[WORK INSTRUCTIONS] Please reproduce the records, omitting nothing and changing nothing.

________________________

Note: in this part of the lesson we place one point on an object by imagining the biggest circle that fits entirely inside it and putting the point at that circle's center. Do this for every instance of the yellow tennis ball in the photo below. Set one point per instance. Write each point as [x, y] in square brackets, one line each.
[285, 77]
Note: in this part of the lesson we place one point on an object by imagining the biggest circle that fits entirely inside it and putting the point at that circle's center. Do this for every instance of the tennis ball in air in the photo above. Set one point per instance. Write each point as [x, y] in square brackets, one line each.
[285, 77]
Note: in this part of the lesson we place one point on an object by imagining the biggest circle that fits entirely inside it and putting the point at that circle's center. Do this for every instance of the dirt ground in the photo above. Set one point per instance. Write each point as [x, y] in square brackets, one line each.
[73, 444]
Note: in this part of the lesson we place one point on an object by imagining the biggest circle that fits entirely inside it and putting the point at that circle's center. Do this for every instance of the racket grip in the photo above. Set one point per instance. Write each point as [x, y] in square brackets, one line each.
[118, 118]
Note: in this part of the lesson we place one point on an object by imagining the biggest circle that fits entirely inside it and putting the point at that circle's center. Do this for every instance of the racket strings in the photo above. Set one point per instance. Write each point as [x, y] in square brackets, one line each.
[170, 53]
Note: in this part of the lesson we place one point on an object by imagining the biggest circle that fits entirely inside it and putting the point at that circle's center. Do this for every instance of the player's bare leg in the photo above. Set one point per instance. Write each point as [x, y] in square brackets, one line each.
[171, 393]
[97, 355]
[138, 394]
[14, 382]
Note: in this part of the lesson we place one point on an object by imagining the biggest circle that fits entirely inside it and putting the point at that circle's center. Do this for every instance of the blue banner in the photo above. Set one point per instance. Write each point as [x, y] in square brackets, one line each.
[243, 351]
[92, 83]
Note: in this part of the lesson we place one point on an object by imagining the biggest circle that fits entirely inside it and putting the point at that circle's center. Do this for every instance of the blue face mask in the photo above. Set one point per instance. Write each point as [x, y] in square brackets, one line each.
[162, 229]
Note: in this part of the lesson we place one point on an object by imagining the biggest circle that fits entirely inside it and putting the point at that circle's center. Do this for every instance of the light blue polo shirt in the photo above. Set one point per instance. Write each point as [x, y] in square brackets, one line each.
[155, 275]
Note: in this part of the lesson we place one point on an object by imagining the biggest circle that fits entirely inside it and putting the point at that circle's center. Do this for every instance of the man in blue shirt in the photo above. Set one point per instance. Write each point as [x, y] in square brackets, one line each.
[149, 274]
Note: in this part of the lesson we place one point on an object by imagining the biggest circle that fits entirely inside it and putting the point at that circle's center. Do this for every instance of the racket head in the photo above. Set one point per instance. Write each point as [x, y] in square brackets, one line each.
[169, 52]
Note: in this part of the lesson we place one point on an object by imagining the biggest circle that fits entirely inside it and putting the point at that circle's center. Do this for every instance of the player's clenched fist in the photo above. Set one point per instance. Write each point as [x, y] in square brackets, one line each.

________________________

[WRITTEN RESPONSE]
Note: in this part of the lesson we place one point on an object by imagining the biggest circle that fits entirely inside it and putting the point at that circle's center. Do this for every instance of the yellow tennis ball in the photo below. Set one point per instance. Write each point as [x, y] in square brackets, one line each.
[285, 77]
Note: in this part of the lesson we place one point on an object by imagining the biggest circle that fits entirely inside it and putting the point at that circle's center. Do this for every instance of the tennis ball in air in the photo above. Set one point per instance. Write each point as [x, y] in square brackets, one line each.
[285, 77]
Note: in this part of the lesson we place one point on an object by imagining the biggest circle that fits entirely inside it and putting the point at that circle's center. Do this for every instance of the dirt ground in the photo above. Set one point per instance. Write each point as [x, y] in square brackets, one line each.
[73, 444]
Note: in this part of the lesson we place one point on an object by imagining the biggest circle that fits entirely inside it and putting the point at that circle's center. Do this for every instance of the racket grip in the photo above. Set one point per instance. Write each point as [x, y] in square brackets, one line each.
[118, 118]
Note: in this part of the lesson we place one point on an object by imagining the biggest circle that fits entirely inside it and putting the point at that circle's center. Do this for every instance of the racket strings in the photo above. Set one point per instance. Write each point as [x, y] in square brackets, one line each.
[170, 53]
Note: in this part of the lesson we place one point on an object by imagining the biggest circle that fits entirely inside it and putting the point at that circle's center. Do this for every instance of the player's bare leg in the photo above. Set one point per instance. Write each point as [x, y] in square brackets, one line each.
[171, 393]
[97, 355]
[138, 394]
[14, 382]
Note: in this part of the lesson we place one point on an object by imagining the biggest circle that fits entirely inside it and putting the point at that circle's center. Do this for every instance of the blue banner in the photo above. Set one point per instance. Write each point as [x, y] in square brackets, one line each.
[243, 351]
[92, 83]
Note: in this part of the lesson we place one point on an object by imagining the biggest circle that fits entirely inside it and putting the point at that circle's center. Do this for every instance of the blue face mask in the photo above. Set one point per instance. Write each point as [x, y] in square brackets, one line each.
[162, 229]
Note: in this part of the lesson we place one point on an object by imagining the biggest circle that fits entirely inside it and putting the point at that circle's center. Do this for every instance of the light blue polo shirt in the photo above. Set one point per instance. Write each point as [x, y] in square brackets, one line each.
[155, 275]
Note: in this part of the lesson we place one point on an object by imagining the biggest circle that fits entirely inside it and putting the point at that circle's center. Do this for every instance of the man in blue shirt in the photo above. Set one point per instance. Write each point as [x, y] in square brackets, one line each.
[149, 274]
Note: in this part of the lesson we place one point on an object by imagining the biggest circle that fits entirely inside it and putting the point at that circle's center. Do this for every instance of the racket head in the photo above. Set one point per instance. Write each point as [x, y] in square brackets, one line each.
[169, 52]
Note: in this part of the lesson we place one point on an object by imagining the biggest circle that fits entirely inside it and putting the point at that circle's center. Do this for every instance of the player's clenched fist in the photo above. Set one point per instance. Write each point as [x, y] in square brackets, one line each.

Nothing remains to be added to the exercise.